● EXERCISE:
Please pick out every line in the entries below that contains the word "overcast".

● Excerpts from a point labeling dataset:
## start

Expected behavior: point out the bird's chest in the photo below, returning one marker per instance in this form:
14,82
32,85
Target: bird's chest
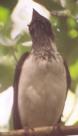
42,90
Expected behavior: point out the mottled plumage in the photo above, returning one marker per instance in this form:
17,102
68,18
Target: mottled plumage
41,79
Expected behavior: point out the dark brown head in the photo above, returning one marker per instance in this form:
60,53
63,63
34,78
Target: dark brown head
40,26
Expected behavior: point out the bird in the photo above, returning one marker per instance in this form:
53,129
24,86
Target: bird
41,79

## end
## start

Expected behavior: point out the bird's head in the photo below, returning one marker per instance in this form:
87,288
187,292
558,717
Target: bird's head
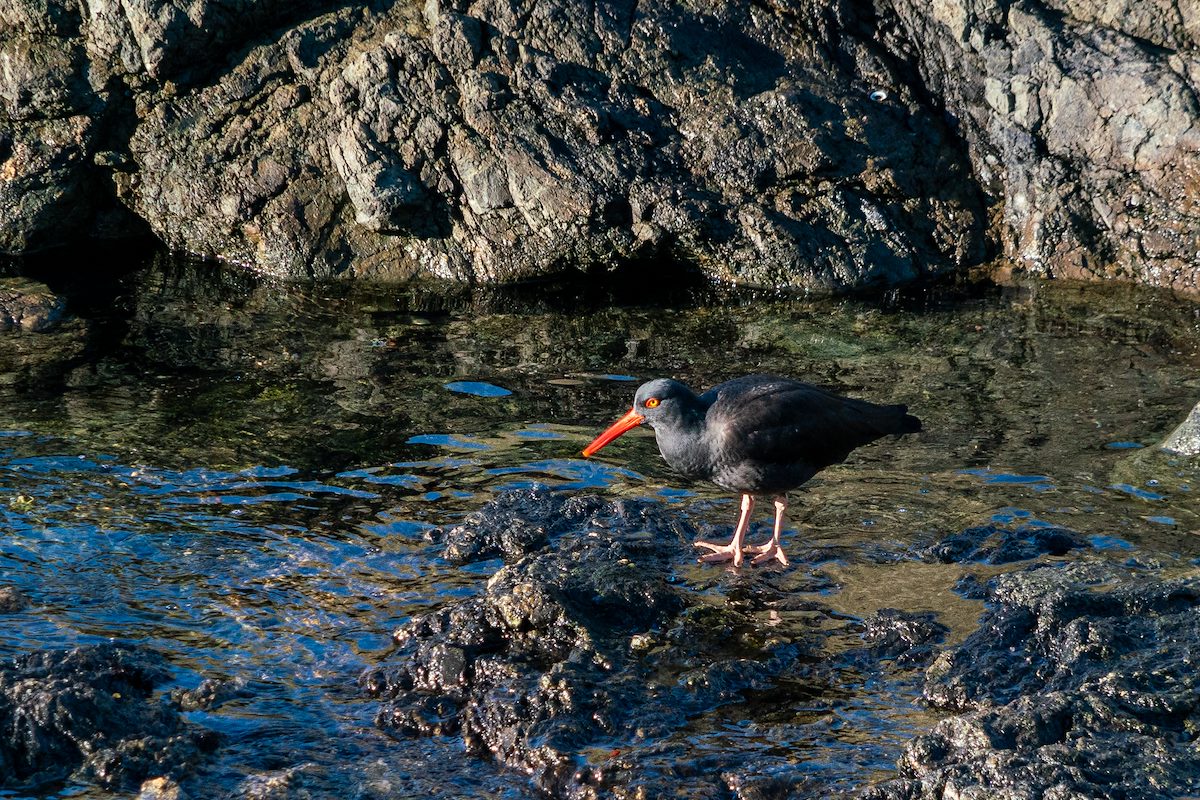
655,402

## end
## start

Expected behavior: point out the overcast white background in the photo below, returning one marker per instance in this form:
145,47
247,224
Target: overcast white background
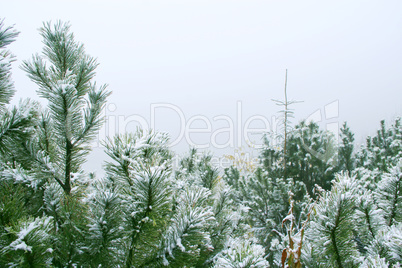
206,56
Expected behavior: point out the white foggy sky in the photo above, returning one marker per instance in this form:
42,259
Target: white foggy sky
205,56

## end

● SOLUTION FOR THIS TASK:
Expected behavior: point out the overcast white background in the photo below, returning one marker per instance in this form:
Target: overcast white background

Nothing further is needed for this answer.